:: TEXTE À LIRE ::
######
Dans toutes les histoires partagées au long de cet ouvrage, on constate que les anciens couples interrogés ont été confrontés à de nombreux éléments inconnus une fois qu’ils ont pris la décision de mettre fin à la relation. Comme le relève l’auteure : « Je ne savais pas quelle forme allait prendre cette nouvelle étape, mais je savais que notre vie familiale telle qu’elle était ne pouvait plus continuer ainsi. » [traduction]. Ce sentiment a été partagé par de nombreux couples. Pour plusieurs des parents interrogés, « la prochaine étape » consistait en partie à demander de l’aide et du soutien. Selon Mme Kristjanson, le soutien est venu de la famille, des voisins, des livres de croissance personnelle et, éventuellement, d’un nouveau conjoint. Cela démontre non seulement la diversité des familles et de leur composition, mais aussi la force du cercle de soutien qui entoure souvent les familles.

« Cet été-là, j’ai beaucoup grandi en tant que père, je crois. Je n’avais jamais été seul avec eux. J’ai commencé à voir le rôle de parent différemment, puis les choses ont commencé à prendre de l’expansion pour moi. Mais cela a pris un certain temps, ce n’est pas arrivé du jour au lendemain. »
– Joe, père interviewé [traduction]

Ce qui ressort de l’ouvrage de Mme Kristjanson, ce sont les réflexions des parents. Leurs voix transparaissent dans les détails de leur parcours relationnel et redéfinissent leur rôle et leur réalité de coparent. Certaines des histoires relatées n’ont pas nécessairement la fin à laquelle on s’attendrait – car des tensions et des conflits persistent parfois – mais l’auteure met l’accent sur l’espoir. Elle souligne la capacité des parents d’être les meilleurs parents possible, même s’ils doivent exercer leurs responsabilités parentales séparément et différemment d’avant la séparation ou le divorce. Elle souligne également l’importance des aptitudes d’autogestion, de coopération et de croissance personnelle. En plus d’être inspirant, cet ouvrage sert également de guide pour les parents qui souhaitent devenir les meilleurs coparents possible, tout en ayant à cœur l’intérêt supérieur de leurs enfants.
######
:: DONNÉES FOURNIES ::

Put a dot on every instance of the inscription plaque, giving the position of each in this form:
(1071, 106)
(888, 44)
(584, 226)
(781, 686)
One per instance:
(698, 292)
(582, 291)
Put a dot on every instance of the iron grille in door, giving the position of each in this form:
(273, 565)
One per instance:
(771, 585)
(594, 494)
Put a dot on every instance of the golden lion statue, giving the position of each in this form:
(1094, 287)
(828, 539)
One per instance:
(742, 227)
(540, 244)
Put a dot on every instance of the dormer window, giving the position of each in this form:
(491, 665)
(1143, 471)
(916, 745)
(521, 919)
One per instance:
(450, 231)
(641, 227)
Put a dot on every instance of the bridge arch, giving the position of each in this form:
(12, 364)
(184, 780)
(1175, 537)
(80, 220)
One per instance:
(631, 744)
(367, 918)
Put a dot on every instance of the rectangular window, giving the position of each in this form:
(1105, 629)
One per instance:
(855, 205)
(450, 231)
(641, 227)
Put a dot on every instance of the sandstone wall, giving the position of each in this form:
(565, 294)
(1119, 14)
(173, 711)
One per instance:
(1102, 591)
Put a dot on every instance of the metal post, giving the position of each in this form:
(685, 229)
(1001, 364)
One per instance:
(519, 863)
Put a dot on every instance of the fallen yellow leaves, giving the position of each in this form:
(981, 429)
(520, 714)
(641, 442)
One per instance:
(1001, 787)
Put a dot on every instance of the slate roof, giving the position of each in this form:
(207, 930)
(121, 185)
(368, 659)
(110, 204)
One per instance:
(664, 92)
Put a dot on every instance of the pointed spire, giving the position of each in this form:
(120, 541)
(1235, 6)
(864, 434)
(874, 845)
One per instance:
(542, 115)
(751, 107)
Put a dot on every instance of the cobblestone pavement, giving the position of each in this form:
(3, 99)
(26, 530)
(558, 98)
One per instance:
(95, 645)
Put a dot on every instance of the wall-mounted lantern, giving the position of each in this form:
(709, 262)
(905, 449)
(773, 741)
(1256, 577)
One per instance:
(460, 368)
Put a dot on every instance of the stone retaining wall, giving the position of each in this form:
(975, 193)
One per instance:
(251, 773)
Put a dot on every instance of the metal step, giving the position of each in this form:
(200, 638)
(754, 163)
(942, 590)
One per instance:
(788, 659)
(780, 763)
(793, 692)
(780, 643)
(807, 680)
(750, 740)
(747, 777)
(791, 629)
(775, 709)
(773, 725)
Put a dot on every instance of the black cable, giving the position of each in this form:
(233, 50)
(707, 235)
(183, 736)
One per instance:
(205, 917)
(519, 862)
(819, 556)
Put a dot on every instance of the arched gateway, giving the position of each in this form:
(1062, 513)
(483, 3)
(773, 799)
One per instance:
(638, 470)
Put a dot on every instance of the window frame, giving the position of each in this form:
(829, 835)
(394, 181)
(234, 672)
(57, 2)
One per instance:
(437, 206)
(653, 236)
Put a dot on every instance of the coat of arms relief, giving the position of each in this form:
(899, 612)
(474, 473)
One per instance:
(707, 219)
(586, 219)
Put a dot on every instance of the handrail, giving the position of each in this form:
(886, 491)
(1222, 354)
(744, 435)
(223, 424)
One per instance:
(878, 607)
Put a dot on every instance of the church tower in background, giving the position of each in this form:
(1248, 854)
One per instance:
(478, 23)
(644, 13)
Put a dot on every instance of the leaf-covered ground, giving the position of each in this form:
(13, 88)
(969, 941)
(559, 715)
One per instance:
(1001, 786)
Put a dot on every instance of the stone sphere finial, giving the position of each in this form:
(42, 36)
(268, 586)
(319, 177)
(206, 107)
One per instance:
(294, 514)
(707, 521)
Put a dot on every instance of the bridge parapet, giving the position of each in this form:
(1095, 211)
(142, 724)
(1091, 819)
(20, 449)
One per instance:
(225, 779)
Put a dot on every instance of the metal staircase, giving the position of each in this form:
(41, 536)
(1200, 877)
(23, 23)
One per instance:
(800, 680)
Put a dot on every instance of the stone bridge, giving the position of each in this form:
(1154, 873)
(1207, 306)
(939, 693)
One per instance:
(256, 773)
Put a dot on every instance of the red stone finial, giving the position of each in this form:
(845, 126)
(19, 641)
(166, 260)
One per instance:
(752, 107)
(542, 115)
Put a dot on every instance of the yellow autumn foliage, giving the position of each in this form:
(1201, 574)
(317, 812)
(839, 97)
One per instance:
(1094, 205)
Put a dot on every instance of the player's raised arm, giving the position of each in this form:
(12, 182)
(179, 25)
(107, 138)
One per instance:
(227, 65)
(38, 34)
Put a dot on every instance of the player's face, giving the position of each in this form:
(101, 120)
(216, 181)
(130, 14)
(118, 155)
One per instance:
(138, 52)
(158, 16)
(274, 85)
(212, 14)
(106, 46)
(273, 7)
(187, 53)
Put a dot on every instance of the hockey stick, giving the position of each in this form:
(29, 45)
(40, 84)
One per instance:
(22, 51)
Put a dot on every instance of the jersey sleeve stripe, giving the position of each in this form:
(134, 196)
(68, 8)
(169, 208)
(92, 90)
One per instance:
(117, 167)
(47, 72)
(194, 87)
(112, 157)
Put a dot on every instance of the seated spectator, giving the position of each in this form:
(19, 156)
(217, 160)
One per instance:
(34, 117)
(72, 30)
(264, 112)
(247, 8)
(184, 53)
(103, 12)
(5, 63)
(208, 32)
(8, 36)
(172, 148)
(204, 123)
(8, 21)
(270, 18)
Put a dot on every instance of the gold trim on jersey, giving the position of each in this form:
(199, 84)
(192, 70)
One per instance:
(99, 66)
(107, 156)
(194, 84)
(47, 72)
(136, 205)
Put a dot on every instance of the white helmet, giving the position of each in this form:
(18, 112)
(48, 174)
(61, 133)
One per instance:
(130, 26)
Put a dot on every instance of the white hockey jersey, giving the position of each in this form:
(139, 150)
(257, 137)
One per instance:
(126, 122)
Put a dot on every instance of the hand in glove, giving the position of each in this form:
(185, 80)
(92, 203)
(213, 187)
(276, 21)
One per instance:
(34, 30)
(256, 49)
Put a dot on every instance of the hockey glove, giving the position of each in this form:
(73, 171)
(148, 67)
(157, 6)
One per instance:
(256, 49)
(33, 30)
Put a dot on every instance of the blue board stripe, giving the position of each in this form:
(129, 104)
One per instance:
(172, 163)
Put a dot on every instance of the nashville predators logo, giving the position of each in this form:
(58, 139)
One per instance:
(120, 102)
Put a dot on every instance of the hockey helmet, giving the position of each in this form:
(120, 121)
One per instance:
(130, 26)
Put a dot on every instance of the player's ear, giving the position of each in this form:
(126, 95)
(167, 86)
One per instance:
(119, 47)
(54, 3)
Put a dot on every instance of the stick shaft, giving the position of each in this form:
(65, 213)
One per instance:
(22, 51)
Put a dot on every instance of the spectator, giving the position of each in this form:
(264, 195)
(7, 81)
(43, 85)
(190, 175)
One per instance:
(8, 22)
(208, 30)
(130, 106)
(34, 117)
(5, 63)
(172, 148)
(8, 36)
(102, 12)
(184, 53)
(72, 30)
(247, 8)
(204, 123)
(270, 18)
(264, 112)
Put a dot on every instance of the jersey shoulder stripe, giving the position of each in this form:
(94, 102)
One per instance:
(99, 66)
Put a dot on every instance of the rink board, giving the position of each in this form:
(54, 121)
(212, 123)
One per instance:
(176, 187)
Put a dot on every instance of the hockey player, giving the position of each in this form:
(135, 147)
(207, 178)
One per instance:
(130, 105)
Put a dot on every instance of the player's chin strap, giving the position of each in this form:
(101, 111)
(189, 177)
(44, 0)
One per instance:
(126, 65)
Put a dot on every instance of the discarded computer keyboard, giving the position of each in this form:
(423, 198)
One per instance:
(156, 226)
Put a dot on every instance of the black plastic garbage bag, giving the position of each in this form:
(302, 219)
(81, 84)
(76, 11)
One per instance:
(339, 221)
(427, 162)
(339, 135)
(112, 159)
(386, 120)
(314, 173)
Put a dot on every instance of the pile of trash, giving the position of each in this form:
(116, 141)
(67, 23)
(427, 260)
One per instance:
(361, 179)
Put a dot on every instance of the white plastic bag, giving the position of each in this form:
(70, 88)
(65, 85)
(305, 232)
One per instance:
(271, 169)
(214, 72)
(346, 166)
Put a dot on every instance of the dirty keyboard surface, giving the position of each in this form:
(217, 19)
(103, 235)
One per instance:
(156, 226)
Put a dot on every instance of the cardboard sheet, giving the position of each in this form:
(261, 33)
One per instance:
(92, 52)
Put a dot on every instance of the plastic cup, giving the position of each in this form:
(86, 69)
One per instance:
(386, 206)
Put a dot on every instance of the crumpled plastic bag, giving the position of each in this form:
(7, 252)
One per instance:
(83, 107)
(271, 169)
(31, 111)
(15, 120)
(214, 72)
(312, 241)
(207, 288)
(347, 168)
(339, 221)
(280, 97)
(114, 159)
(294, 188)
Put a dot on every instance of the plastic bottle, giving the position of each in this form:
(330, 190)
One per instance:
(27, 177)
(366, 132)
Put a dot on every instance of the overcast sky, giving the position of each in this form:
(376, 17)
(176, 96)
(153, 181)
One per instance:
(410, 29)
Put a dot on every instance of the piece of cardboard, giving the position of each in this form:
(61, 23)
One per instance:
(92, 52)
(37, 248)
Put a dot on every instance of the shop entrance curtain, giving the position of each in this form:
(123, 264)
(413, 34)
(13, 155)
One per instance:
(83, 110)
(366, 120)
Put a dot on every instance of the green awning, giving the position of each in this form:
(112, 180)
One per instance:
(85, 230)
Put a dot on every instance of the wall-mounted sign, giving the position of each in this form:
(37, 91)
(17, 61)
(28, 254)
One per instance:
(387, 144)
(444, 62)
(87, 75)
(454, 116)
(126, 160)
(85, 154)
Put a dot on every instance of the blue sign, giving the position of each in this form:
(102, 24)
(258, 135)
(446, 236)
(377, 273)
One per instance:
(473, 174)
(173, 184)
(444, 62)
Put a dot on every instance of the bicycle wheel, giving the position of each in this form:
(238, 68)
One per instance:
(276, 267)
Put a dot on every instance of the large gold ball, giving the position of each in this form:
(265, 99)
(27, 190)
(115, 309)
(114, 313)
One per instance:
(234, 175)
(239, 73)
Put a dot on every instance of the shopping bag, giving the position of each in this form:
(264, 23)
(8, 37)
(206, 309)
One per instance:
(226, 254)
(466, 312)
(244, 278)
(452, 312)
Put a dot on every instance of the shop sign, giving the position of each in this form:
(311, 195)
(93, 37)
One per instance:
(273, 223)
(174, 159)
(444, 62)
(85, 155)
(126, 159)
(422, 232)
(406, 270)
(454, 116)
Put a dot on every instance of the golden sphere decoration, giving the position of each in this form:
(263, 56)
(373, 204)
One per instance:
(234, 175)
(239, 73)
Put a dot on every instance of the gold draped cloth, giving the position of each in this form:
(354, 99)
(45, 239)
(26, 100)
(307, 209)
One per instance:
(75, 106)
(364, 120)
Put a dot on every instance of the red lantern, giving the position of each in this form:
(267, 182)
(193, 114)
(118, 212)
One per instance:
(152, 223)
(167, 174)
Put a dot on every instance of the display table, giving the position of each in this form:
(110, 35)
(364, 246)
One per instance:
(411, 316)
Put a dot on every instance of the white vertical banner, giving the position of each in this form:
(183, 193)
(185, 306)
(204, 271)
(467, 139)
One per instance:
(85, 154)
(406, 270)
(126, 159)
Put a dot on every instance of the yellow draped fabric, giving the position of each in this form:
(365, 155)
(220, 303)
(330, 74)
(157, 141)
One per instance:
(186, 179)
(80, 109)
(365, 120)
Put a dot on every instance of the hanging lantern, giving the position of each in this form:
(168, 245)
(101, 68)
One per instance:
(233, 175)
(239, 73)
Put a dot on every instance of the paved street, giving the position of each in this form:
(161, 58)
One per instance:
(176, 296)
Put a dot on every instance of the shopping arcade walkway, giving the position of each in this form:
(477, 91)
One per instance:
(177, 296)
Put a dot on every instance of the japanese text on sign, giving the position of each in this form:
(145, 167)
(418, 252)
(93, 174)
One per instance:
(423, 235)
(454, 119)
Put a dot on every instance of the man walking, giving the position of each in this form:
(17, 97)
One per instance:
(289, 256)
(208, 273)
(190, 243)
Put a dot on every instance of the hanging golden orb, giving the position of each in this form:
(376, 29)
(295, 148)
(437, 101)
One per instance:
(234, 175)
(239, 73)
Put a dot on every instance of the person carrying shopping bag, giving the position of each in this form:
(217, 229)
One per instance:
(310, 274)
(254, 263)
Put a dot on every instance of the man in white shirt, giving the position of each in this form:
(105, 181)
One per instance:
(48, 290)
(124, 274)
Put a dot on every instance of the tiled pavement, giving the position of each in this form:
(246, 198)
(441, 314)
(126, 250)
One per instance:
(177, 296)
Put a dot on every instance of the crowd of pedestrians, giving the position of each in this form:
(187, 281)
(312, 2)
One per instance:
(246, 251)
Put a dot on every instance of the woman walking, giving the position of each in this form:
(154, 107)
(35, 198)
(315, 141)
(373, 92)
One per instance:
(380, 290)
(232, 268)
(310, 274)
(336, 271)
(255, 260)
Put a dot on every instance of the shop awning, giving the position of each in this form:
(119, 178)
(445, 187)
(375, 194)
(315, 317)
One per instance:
######
:: EXERCICE ::
D'après le texte à lire, d'où est venu le soutien des parents interrogés selon Mme Kristjanson, s'il vous plaît ?

:: ZONE DE RÉPONSE ::
De la famille, des voisins, des livres de croissance personnelle et, éventuellement, d'un nouveau conjoint.